● **Excerpt**
+-------+

# Snow goose decoys in Canada/duck spread?



## D&amp;D (Sep 14, 2005)

Thanks to all for the great information on ND hunting. I'm coming with a couple of guys the last week of October. We're freelancing and plan to stay south of I-94. I would like to get your opinions on mixing snow goose decoys into the spread. Our Canada decoys consist of about 4 dozen shells, 5 dozen silos, a dozen full bodies, and a dozen wind socks with heads. We have plenty of duck decoys as well. We have just picked up 3 dozen snow silos and 2 dozen snow wind socks with heads. If we see snow geese in the area we plan to hunt, how can we best mix these into the spread? Should we use them at all if we don't see snows in the area? And lastly, I realize this is a tough one to answer without a good crystal ball, but have the snows generally made it to the southern part of the state by the end of October? Thanks again. We can't wait to get there!


----------



## nodakoutdoors.com (Feb 27, 2002)

We've successfully used snow goose decoys on ducks when there wasn't a snow goose within 300 miles. It really helps for visibility.

Mix them in a little, but keep them just off the side.

As far as the snow goose migration in late October, only mother nature knows. There will probably be a few, but I'd assume the vast majority will still be north...probably north of the border.


----------



## D&amp;D (Sep 14, 2005)

Thanks Chris. When you place them off to one side, does it matter if they're in the front (down wind) or the back of the spread? We'll be using layout blinds.


----------



## nodakoutdoors.com (Feb 27, 2002)

I'd put them behind you...keep the landing zone open.

+-------+

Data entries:

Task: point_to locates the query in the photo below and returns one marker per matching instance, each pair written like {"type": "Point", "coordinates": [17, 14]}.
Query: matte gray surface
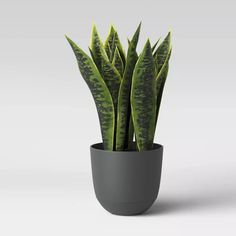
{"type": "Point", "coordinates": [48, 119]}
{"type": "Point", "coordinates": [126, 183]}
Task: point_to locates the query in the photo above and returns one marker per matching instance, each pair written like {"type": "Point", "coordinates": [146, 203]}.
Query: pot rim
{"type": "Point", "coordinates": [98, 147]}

+-------+

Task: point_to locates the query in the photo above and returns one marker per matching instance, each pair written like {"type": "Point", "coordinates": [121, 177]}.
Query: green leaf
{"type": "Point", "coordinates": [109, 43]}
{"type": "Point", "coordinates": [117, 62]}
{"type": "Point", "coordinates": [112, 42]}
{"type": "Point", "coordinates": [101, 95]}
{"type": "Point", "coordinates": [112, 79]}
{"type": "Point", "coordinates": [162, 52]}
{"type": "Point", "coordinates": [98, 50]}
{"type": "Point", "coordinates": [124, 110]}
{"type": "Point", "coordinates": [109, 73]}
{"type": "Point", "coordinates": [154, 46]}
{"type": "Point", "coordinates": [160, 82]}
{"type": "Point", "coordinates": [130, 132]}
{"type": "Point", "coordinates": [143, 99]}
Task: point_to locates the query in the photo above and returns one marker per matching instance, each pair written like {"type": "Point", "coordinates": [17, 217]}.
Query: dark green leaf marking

+-------+

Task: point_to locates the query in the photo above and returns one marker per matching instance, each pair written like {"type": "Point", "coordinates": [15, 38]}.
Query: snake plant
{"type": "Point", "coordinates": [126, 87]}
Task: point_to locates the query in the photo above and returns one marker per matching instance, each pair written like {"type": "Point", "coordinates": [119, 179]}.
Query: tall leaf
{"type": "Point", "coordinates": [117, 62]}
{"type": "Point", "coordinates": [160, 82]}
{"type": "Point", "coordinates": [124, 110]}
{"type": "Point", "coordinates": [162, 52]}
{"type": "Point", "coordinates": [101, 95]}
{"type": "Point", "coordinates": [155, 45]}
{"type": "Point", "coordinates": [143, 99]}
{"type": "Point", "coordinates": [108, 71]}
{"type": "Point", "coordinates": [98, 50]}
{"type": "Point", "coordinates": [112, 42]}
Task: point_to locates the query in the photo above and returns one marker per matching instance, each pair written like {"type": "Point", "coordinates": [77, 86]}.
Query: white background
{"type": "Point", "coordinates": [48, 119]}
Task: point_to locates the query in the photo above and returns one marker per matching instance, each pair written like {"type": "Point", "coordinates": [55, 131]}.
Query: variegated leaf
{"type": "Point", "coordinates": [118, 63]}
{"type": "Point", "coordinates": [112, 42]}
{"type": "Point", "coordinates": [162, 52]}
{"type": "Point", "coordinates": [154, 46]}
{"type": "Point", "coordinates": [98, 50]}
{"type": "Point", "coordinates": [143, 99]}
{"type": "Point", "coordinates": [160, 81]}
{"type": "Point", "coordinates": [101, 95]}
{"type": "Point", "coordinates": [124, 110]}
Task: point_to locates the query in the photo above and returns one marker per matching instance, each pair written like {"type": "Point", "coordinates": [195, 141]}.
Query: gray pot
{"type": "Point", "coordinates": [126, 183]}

+-------+

● **Exercises**
[A] From the decoy thread, return the passage from "We've successfully used" to "using layout blinds.".
[B] Answer these questions using the decoy thread.
(i) During which week does D&D plan to come hunting?
(ii) Within what distance was there no snow goose when snow goose decoys were used successfully on ducks?
(iii) Where does the final reply recommend placing the snow decoys, and for what stated purpose?
[C] According to the decoy thread, what Canada goose decoys does D&D's group have? List each kind with its quantity.

● **Task-by-task results**
[A]
We've successfully used snow goose decoys on ducks when there wasn't a snow goose within 300 miles. It really helps for visibility.

Mix them in a little, but keep them just off the side.

As far as the snow goose migration in late October, only mother nature knows. There will probably be a few, but I'd assume the vast majority will still be north...probably north of the border.


----------



## D&amp;D (Sep 14, 2005)

Thanks Chris. When you place them off to one side, does it matter if they're in the front (down wind) or the back of the spread? We'll be using layout blinds.

[B]
(i) The last week of October.
(ii) 300 miles.
(iii) Behind the hunters, to keep the landing zone open.

[C]
About 4 dozen shells
5 dozen silos
A dozen full bodies
A dozen wind socks with heads